→ **What the task asks**: Filter these entries down to lines holding "insect".

→ **Supplied records**:
.....
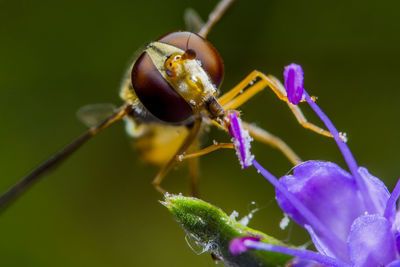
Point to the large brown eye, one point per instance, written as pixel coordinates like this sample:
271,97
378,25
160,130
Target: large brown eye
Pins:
156,94
210,59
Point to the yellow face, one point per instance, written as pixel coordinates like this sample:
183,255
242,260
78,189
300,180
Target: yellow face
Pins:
183,72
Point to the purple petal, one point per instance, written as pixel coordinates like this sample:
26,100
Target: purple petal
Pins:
319,245
394,264
371,242
325,189
305,254
241,139
300,208
298,262
377,190
237,245
348,156
293,75
396,230
390,209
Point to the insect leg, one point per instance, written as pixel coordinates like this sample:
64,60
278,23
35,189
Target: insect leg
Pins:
194,169
204,151
265,137
185,145
256,82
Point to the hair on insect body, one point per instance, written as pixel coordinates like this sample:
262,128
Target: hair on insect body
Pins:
170,93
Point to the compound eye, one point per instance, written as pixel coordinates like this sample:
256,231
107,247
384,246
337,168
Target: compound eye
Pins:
203,50
155,93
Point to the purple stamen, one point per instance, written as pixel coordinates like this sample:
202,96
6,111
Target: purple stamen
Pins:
300,207
391,203
293,75
237,246
305,254
348,156
241,140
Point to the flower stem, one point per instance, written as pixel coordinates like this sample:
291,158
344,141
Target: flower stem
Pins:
305,254
348,156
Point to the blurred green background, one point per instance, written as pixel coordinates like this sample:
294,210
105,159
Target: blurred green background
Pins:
99,208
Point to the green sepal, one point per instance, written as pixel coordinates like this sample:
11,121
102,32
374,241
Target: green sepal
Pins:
212,229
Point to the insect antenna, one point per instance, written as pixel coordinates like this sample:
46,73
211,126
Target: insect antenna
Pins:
53,162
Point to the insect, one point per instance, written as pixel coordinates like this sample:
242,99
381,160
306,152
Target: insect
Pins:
170,94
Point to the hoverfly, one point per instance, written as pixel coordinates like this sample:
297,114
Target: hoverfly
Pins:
170,93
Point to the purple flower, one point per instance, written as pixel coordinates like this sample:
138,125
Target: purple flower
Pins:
293,76
350,216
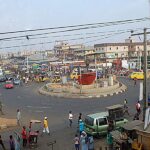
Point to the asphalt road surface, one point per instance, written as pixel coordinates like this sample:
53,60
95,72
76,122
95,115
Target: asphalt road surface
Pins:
36,106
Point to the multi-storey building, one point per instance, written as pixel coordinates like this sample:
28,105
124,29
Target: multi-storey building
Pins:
127,50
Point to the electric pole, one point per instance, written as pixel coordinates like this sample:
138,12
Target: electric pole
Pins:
145,97
145,75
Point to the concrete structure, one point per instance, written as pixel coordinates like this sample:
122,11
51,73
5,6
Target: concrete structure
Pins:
65,50
126,50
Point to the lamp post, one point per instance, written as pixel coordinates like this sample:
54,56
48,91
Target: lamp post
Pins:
145,97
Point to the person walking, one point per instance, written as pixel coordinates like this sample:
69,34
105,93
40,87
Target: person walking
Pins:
135,81
90,143
77,142
81,126
84,141
45,124
11,143
18,117
110,141
80,117
126,111
1,143
125,103
138,107
1,108
70,118
24,136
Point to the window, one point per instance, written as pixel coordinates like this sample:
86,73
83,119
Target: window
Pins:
102,121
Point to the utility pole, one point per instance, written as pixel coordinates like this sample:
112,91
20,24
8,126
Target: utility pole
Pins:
145,75
145,97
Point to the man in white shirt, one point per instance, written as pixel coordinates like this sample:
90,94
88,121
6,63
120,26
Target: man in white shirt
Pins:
70,118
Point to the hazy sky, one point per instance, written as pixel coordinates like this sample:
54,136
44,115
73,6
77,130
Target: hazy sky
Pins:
31,14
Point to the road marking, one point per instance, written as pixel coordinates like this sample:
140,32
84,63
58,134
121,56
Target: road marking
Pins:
39,107
38,111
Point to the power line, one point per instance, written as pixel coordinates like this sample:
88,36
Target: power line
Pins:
76,29
72,26
81,38
68,35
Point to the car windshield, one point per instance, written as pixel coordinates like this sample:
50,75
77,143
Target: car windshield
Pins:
89,121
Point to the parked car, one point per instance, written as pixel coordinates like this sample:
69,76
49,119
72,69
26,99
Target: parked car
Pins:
97,124
2,79
16,81
9,85
137,75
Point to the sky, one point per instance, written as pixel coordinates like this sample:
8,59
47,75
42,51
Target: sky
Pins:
32,14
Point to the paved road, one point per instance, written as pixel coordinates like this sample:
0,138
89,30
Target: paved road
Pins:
36,106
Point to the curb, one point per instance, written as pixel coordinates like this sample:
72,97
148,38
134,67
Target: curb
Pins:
121,89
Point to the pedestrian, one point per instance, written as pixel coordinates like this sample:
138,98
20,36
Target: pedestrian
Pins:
70,118
80,117
84,141
24,136
135,81
126,111
1,143
125,102
1,108
77,142
110,126
110,140
17,143
45,124
136,116
81,126
11,143
90,143
138,107
18,117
.....
→ **Answer for this exercise**:
Point to the insect leg, one point per instance, written as pixel coordinates like this sample:
Target: insect leg
Point to the hair on insect body, one point per instance, written as pixel coordinates like this sample:
Target: hair on insect body
Point to the insect antenna, one point per instance, written as pixel coordinates like this sample:
Target: insect antenna
Point to the insect, one point per instance, written as pixel coordinates like this sample:
Target: insect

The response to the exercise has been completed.